Wherever the listing has a line with the string "bridge", copy that line out.

Material for this task:
• • • • • • •

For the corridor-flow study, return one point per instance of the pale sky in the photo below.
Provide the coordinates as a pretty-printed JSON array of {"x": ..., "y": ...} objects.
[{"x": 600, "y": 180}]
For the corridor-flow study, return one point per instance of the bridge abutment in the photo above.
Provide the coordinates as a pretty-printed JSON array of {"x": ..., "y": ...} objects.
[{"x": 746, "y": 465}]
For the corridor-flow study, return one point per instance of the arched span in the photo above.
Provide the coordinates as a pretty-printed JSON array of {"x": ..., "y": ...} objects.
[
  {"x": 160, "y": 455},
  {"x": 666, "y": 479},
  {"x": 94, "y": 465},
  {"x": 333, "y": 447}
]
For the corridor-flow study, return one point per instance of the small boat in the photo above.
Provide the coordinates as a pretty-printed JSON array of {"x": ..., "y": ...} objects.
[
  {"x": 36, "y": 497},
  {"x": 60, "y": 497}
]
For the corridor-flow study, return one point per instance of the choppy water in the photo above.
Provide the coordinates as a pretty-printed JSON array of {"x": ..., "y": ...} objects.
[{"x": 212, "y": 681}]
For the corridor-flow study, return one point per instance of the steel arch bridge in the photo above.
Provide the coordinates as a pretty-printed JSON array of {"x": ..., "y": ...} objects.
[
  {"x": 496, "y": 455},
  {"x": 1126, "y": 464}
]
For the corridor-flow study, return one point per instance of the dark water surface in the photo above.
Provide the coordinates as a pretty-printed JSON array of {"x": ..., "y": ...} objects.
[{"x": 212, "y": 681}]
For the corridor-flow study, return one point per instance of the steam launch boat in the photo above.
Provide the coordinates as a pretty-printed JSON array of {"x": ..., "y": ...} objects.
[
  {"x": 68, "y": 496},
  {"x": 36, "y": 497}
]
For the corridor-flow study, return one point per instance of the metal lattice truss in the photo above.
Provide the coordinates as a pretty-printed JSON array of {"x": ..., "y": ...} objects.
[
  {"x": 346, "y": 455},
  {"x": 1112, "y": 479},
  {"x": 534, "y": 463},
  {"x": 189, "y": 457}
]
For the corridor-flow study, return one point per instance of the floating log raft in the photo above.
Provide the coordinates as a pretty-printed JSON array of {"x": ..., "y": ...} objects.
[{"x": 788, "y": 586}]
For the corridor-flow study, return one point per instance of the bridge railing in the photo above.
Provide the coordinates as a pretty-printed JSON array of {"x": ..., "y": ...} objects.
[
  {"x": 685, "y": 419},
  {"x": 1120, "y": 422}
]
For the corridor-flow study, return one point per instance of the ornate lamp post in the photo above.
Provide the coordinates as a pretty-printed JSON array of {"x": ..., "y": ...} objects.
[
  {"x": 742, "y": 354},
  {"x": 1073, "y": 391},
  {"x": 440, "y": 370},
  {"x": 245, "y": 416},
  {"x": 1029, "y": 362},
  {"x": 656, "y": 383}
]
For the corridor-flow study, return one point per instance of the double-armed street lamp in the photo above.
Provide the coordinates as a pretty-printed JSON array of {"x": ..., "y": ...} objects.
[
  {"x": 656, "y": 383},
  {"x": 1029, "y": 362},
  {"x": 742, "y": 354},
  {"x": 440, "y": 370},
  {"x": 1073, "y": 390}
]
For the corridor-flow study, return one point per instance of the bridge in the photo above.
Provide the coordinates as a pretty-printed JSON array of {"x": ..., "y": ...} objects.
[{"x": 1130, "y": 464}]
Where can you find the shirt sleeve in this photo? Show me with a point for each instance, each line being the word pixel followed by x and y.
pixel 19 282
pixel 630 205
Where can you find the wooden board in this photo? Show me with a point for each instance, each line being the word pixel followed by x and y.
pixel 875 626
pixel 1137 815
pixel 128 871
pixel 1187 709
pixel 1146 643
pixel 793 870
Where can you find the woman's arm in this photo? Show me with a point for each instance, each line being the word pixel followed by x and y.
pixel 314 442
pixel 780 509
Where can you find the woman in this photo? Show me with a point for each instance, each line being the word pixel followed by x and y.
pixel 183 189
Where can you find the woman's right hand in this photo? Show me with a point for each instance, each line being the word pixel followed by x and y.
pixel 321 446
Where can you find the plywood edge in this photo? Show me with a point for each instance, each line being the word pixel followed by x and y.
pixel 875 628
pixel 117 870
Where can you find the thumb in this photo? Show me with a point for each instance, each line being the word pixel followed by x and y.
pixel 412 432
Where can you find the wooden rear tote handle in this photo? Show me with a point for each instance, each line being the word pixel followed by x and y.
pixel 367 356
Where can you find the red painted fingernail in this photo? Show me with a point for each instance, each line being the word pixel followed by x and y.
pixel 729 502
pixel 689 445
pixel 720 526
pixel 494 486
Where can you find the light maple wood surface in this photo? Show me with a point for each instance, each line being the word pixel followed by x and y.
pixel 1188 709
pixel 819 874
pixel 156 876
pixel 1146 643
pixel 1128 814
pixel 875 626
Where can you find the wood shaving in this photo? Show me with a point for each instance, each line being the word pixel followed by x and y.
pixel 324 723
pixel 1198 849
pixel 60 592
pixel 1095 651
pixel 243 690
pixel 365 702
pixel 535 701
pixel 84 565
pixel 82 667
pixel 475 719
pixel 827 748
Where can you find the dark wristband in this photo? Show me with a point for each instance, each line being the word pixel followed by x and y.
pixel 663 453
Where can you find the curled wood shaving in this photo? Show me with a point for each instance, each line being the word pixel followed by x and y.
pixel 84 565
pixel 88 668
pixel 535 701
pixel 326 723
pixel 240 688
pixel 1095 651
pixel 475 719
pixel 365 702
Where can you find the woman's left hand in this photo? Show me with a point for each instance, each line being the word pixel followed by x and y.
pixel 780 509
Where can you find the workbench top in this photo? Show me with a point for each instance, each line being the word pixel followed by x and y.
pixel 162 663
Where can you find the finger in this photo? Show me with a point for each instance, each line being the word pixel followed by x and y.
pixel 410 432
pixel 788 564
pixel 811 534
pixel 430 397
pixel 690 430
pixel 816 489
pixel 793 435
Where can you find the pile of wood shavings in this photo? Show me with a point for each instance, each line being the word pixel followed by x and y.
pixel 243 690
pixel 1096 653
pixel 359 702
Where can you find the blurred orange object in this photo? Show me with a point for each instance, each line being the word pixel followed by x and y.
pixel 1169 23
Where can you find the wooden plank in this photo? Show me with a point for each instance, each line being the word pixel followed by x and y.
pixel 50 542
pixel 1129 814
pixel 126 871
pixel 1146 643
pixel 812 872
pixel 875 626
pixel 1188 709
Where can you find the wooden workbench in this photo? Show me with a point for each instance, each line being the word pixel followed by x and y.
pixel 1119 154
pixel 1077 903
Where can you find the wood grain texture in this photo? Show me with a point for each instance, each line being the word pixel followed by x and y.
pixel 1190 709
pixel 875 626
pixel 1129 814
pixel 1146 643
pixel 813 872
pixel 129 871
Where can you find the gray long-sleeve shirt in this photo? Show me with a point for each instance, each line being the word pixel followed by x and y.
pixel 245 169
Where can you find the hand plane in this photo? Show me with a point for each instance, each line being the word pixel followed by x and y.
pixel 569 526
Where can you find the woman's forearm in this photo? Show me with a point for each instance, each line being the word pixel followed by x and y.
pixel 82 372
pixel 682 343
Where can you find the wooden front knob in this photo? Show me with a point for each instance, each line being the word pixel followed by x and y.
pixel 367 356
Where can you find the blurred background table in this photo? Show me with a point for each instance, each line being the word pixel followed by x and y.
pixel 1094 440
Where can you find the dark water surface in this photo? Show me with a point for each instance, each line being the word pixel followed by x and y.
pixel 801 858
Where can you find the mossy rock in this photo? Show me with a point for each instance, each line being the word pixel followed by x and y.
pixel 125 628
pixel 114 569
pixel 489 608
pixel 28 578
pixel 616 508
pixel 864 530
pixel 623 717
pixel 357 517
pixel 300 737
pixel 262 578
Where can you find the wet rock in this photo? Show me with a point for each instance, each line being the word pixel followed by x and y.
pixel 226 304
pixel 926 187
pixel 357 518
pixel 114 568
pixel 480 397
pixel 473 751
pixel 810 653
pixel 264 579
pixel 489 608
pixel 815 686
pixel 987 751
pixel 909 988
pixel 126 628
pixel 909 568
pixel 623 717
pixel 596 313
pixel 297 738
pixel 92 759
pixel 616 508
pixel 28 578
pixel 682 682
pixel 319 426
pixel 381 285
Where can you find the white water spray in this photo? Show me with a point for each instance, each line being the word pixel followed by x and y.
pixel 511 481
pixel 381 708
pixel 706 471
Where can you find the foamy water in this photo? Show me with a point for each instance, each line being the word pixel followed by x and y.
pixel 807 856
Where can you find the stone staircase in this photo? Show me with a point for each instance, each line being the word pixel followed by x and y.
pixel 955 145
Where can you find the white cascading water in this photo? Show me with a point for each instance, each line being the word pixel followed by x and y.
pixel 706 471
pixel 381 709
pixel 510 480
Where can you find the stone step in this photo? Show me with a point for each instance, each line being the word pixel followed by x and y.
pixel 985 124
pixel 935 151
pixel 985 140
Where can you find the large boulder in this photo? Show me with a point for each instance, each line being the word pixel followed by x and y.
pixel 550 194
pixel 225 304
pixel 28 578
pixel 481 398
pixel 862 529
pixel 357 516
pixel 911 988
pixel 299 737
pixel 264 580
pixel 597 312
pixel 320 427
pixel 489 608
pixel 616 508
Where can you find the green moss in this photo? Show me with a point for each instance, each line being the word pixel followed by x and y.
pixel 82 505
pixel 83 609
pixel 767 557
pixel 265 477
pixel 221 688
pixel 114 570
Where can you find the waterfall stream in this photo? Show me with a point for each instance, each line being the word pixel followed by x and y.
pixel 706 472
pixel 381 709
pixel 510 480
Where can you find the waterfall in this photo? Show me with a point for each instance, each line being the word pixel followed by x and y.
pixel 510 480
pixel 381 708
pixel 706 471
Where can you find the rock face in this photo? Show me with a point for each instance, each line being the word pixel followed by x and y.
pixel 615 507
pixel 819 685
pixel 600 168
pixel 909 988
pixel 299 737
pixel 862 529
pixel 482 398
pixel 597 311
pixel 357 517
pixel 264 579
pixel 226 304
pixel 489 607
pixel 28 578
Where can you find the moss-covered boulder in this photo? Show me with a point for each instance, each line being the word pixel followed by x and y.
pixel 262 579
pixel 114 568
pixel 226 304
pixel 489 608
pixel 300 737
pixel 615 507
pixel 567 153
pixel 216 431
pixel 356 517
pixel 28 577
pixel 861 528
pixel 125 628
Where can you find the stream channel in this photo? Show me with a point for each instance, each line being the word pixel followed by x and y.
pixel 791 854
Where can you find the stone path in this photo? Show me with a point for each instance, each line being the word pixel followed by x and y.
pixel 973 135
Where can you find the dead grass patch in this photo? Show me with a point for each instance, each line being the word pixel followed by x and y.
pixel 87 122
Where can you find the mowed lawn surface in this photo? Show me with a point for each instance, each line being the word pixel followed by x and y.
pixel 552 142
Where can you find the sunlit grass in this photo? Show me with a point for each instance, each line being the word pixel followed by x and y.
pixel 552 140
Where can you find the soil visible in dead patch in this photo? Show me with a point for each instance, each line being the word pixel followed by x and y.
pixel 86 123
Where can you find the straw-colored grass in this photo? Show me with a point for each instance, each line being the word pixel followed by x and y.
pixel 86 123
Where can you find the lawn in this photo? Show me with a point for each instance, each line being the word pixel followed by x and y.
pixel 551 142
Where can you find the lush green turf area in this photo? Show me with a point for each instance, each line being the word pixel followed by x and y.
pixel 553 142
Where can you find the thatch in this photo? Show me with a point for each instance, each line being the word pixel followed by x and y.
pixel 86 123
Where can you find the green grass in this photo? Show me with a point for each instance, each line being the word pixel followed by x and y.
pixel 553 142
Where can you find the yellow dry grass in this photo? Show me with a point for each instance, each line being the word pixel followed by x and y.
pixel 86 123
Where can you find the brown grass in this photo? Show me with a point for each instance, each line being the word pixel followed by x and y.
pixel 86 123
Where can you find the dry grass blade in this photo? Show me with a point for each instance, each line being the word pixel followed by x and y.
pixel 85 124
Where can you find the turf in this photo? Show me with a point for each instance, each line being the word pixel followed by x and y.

• • • • • • •

Result for this task:
For the corridor-flow study, return one point per instance of the bridge abutment in the photo above.
For the corridor-flow study, return one point per instance of the steel arch bridge in the photo above.
For the corridor-flow study, return one point per instance of the bridge railing in the photo above.
For the corridor-flow study, return one point per instance of the bridge in the photo above.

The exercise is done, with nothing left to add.